◆ **Input rows**:
----------

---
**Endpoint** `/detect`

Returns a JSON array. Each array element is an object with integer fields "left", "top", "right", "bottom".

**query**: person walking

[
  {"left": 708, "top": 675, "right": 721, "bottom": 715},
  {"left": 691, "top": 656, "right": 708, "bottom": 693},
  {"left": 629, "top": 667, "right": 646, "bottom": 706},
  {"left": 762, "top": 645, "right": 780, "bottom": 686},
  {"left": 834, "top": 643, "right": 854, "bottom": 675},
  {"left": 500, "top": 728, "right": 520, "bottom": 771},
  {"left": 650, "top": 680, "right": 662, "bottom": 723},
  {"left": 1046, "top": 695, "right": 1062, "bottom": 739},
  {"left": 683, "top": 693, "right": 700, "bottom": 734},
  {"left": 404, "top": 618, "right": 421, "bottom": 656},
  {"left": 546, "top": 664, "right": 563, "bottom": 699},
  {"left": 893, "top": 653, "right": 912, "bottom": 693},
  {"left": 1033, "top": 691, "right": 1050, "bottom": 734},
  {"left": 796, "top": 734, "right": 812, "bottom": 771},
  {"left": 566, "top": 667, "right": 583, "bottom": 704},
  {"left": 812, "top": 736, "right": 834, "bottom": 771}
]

----------

◆ **Aim of the exercise**: Rewrite every item above with "person walking" replaced by "pedestrian", leaving everything else unchanged.

◆ **Response to this exercise**:
---
**Endpoint** `/detect`

Returns a JSON array. Each array element is an object with integer fields "left", "top", "right", "bottom".

**query**: pedestrian

[
  {"left": 708, "top": 675, "right": 721, "bottom": 715},
  {"left": 691, "top": 656, "right": 708, "bottom": 693},
  {"left": 629, "top": 667, "right": 646, "bottom": 706},
  {"left": 762, "top": 645, "right": 780, "bottom": 686},
  {"left": 834, "top": 643, "right": 854, "bottom": 675},
  {"left": 500, "top": 728, "right": 520, "bottom": 771},
  {"left": 650, "top": 680, "right": 662, "bottom": 723},
  {"left": 1046, "top": 695, "right": 1062, "bottom": 739},
  {"left": 683, "top": 693, "right": 700, "bottom": 734},
  {"left": 404, "top": 618, "right": 421, "bottom": 656},
  {"left": 546, "top": 664, "right": 563, "bottom": 699},
  {"left": 893, "top": 653, "right": 912, "bottom": 693},
  {"left": 1033, "top": 691, "right": 1050, "bottom": 734},
  {"left": 796, "top": 734, "right": 812, "bottom": 771},
  {"left": 566, "top": 667, "right": 583, "bottom": 704},
  {"left": 812, "top": 736, "right": 834, "bottom": 771}
]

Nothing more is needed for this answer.